**EXERCISE BRIEF**:
Pull out each line below that contains the word "trail". Case matters.

[Records from a point labeling set]
-=-=-=-=-

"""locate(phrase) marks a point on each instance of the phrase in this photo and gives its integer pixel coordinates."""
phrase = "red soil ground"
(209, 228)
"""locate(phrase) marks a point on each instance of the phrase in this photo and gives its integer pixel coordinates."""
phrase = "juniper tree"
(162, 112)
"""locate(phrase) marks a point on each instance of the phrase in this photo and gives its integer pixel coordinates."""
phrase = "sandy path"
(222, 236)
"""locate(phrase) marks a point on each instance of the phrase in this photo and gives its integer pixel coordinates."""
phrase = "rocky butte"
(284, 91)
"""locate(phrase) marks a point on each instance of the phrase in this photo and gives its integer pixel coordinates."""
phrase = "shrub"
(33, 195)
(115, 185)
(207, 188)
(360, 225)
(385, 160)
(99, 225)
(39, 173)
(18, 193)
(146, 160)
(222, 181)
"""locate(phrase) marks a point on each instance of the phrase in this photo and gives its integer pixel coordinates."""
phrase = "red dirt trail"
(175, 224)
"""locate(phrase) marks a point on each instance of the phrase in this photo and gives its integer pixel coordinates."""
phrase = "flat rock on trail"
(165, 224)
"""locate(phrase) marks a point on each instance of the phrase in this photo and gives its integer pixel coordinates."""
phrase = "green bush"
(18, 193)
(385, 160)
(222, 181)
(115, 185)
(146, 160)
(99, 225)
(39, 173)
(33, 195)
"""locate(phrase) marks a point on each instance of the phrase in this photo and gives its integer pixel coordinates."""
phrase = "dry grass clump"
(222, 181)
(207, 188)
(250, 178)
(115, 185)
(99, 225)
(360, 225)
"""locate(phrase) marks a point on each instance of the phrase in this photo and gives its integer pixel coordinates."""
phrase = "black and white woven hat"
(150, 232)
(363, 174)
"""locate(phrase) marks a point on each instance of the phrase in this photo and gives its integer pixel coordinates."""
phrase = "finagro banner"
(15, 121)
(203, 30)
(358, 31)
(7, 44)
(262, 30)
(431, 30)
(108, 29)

-=-=-=-=-

**ANSWER IN FULL**:
phrase = "red dirt trail"
phrase = "flat rock on trail"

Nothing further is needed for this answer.